YOUR TASK: Without the images, print all the entries below exactly as given.
:: PROVIDED DATA ::
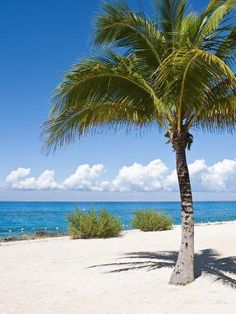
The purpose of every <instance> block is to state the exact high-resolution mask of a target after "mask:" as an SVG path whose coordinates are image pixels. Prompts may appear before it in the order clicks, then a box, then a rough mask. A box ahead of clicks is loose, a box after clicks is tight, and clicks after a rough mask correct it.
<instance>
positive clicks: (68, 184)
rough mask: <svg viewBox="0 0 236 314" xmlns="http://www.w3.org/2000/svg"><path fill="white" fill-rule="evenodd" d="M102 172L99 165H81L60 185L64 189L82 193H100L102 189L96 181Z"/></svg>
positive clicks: (102, 165) (101, 170) (99, 177)
mask: <svg viewBox="0 0 236 314" xmlns="http://www.w3.org/2000/svg"><path fill="white" fill-rule="evenodd" d="M103 171H104V166H103V165H101V164H98V165H94V166H92V167H90V166H89V165H86V164H85V165H81V166H79V167H78V168H77V170H76V171H75V172H74V173H73V174H72V175H70V176H69V177H68V178H67V179H66V180H65V181H64V182H63V184H62V187H63V188H64V189H71V190H82V191H102V190H103V188H102V186H101V185H100V183H101V182H100V181H99V180H98V179H99V178H100V176H101V174H102V173H103Z"/></svg>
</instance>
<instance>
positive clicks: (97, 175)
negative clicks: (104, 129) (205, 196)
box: [6, 159, 236, 192]
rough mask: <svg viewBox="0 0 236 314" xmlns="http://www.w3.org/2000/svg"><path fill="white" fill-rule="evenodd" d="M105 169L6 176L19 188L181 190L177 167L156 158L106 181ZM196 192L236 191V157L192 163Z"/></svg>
mask: <svg viewBox="0 0 236 314" xmlns="http://www.w3.org/2000/svg"><path fill="white" fill-rule="evenodd" d="M104 172H105V168H104V166H103V165H102V164H96V165H93V166H90V165H87V164H84V165H80V166H79V167H78V168H77V169H76V170H75V172H74V173H72V174H71V175H69V176H68V177H67V178H66V179H65V180H64V182H62V183H58V182H56V180H55V173H54V171H52V170H45V171H44V172H43V173H42V174H41V175H39V176H38V177H30V173H31V170H30V169H29V168H18V169H16V170H13V171H12V172H11V173H10V174H9V175H8V176H7V177H6V185H7V187H8V188H14V189H19V190H50V189H58V190H78V191H97V192H103V191H110V192H139V191H141V192H155V191H177V190H178V181H177V175H176V170H173V169H169V168H168V167H167V166H166V165H165V163H164V162H163V161H162V160H160V159H156V160H153V161H151V162H149V163H148V164H146V165H143V164H140V163H137V162H135V163H133V164H132V165H130V166H123V167H122V168H121V169H120V170H119V171H118V174H117V175H116V177H115V178H113V179H110V180H104V179H103V175H104ZM189 172H190V176H191V181H192V187H193V191H196V192H206V191H207V192H236V159H234V160H229V159H224V160H222V161H220V162H218V163H215V164H213V165H211V166H208V165H207V164H206V162H205V160H203V159H200V160H195V161H194V162H193V163H191V164H189Z"/></svg>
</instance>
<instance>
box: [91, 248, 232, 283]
mask: <svg viewBox="0 0 236 314" xmlns="http://www.w3.org/2000/svg"><path fill="white" fill-rule="evenodd" d="M177 256H178V252H176V251H162V252H131V253H127V254H125V255H124V257H121V258H119V260H124V261H123V262H116V263H109V264H100V265H93V266H90V267H89V268H94V267H108V266H109V267H115V268H116V269H113V270H110V271H109V273H119V272H126V271H132V270H139V269H146V270H147V271H151V270H156V269H159V268H163V267H169V268H173V267H174V265H175V263H176V260H177ZM125 259H129V260H127V261H125ZM203 274H206V275H210V276H212V277H213V279H214V280H215V281H219V282H221V283H223V284H225V285H228V286H230V287H232V288H234V289H236V279H234V278H233V277H234V276H236V257H235V256H229V257H222V258H221V257H220V254H219V253H218V252H217V251H215V250H212V249H206V250H202V251H200V253H199V254H196V255H195V278H198V277H200V276H202V275H203Z"/></svg>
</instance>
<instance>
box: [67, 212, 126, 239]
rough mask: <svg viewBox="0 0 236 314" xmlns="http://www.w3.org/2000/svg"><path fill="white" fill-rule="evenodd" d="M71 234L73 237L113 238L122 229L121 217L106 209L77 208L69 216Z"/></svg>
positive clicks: (68, 217) (117, 234) (81, 237)
mask: <svg viewBox="0 0 236 314" xmlns="http://www.w3.org/2000/svg"><path fill="white" fill-rule="evenodd" d="M68 221H69V230H68V232H69V235H70V236H71V237H72V238H73V239H91V238H111V237H116V236H118V235H119V234H120V232H121V230H122V225H121V222H120V220H119V218H117V217H114V216H113V215H112V214H110V213H109V212H107V211H106V210H104V209H103V210H101V211H99V212H98V213H97V212H96V211H95V210H91V211H89V212H83V211H81V210H80V209H77V210H76V212H75V213H72V214H70V215H69V216H68Z"/></svg>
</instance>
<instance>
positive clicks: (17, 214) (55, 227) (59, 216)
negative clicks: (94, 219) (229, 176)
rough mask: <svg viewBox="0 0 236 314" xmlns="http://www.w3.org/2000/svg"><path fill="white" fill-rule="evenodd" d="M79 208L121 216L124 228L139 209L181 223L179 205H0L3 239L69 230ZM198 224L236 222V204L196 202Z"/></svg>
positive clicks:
:::
RESPONSE TO THIS TASK:
The purpose of every <instance> block is to state the exact high-resolution mask of a target after "mask:" as an SVG path whose coordinates are image pixels. Prompts may appear before it in the order clicks, then a box, then a rough mask. A box ahead of clicks is loose, a box after clicks is tight, and clicks after a rough mask correct it.
<instance>
positive clicks: (68, 184)
rough mask: <svg viewBox="0 0 236 314" xmlns="http://www.w3.org/2000/svg"><path fill="white" fill-rule="evenodd" d="M102 172L99 165H81L60 185L64 189L82 193H100L102 189L96 181Z"/></svg>
positive clicks: (102, 165) (101, 170) (99, 177)
mask: <svg viewBox="0 0 236 314" xmlns="http://www.w3.org/2000/svg"><path fill="white" fill-rule="evenodd" d="M103 171H104V166H103V165H101V164H98V165H94V166H92V167H90V166H89V165H86V164H85V165H81V166H79V167H78V168H77V170H76V171H75V172H74V173H73V174H72V175H70V176H69V177H68V178H67V179H66V180H65V181H64V182H63V184H62V187H63V188H64V189H71V190H82V191H102V190H103V188H102V186H101V185H100V183H101V182H100V181H99V180H98V179H99V178H100V176H101V174H102V173H103Z"/></svg>
</instance>
<instance>
positive clicks: (97, 175)
negative clicks: (104, 129) (205, 196)
box: [6, 159, 236, 192]
rough mask: <svg viewBox="0 0 236 314" xmlns="http://www.w3.org/2000/svg"><path fill="white" fill-rule="evenodd" d="M105 169L6 176L19 188L181 190L177 167L156 158L106 181ZM196 192L236 191V157L192 163Z"/></svg>
mask: <svg viewBox="0 0 236 314" xmlns="http://www.w3.org/2000/svg"><path fill="white" fill-rule="evenodd" d="M104 172H105V168H104V166H103V165H102V164H96V165H93V166H90V165H87V164H84V165H80V166H79V167H78V168H77V169H76V170H75V172H74V173H72V174H71V175H69V176H68V177H67V178H66V179H65V180H64V182H62V183H58V182H56V180H55V173H54V171H52V170H45V171H44V172H43V173H42V174H41V175H39V176H38V177H30V173H31V170H30V169H29V168H18V169H16V170H13V171H12V172H11V173H10V174H9V175H8V176H7V177H6V185H7V187H8V188H14V189H19V190H50V189H58V190H78V191H97V192H103V191H110V192H139V191H141V192H155V191H177V190H178V181H177V175H176V170H173V169H169V168H168V167H167V166H166V165H165V163H164V162H163V161H162V160H160V159H156V160H153V161H151V162H149V163H148V164H146V165H143V164H140V163H137V162H135V163H133V164H132V165H130V166H123V167H122V168H121V169H120V170H119V171H118V174H117V175H116V177H115V178H113V179H110V180H104V179H103V175H104ZM189 172H190V176H191V181H192V187H193V191H196V192H206V191H207V192H236V159H234V160H229V159H224V160H222V161H220V162H218V163H215V164H213V165H211V166H208V165H207V164H206V162H205V160H203V159H200V160H195V161H194V162H193V163H191V164H189Z"/></svg>
</instance>
<instance>
box: [91, 248, 232, 283]
mask: <svg viewBox="0 0 236 314" xmlns="http://www.w3.org/2000/svg"><path fill="white" fill-rule="evenodd" d="M177 256H178V252H176V251H162V252H131V253H127V254H125V255H124V257H121V258H119V260H124V261H123V262H116V263H109V264H100V265H93V266H90V267H89V268H94V267H108V266H109V267H115V268H116V269H113V270H110V271H109V273H119V272H126V271H132V270H139V269H146V270H147V271H151V270H156V269H159V268H163V267H169V268H173V267H174V265H175V263H176V260H177ZM125 259H129V260H127V261H125ZM203 274H206V275H210V276H212V277H213V279H214V280H215V281H219V282H221V283H223V284H225V285H228V286H230V287H232V288H234V289H236V279H234V278H233V277H234V276H236V257H235V256H229V257H222V258H221V257H220V254H219V253H218V252H217V251H215V250H212V249H206V250H202V251H200V253H199V254H196V255H195V278H198V277H200V276H202V275H203Z"/></svg>
</instance>
<instance>
box: [67, 212, 126, 239]
rough mask: <svg viewBox="0 0 236 314" xmlns="http://www.w3.org/2000/svg"><path fill="white" fill-rule="evenodd" d="M71 234L73 237L113 238L122 229L121 217L106 209L77 208L69 216Z"/></svg>
positive clicks: (68, 217) (117, 234) (81, 237)
mask: <svg viewBox="0 0 236 314" xmlns="http://www.w3.org/2000/svg"><path fill="white" fill-rule="evenodd" d="M68 221H69V230H68V232H69V235H70V236H71V237H72V238H73V239H91V238H111V237H116V236H118V235H119V234H120V232H121V230H122V225H121V222H120V220H119V218H117V217H114V216H113V215H112V214H110V213H109V212H107V211H106V210H104V209H103V210H101V211H99V212H98V213H97V212H96V211H95V210H91V211H89V212H83V211H81V210H80V209H77V210H76V212H75V213H72V214H70V215H69V216H68Z"/></svg>
</instance>
<instance>
positive clicks: (17, 214) (55, 227) (59, 216)
negative clicks: (94, 219) (229, 176)
rough mask: <svg viewBox="0 0 236 314" xmlns="http://www.w3.org/2000/svg"><path fill="white" fill-rule="evenodd" d="M79 208L121 216L124 228L139 209L181 223L179 205H0L3 239L69 230ZM198 224L236 222V204L196 202Z"/></svg>
positive clicks:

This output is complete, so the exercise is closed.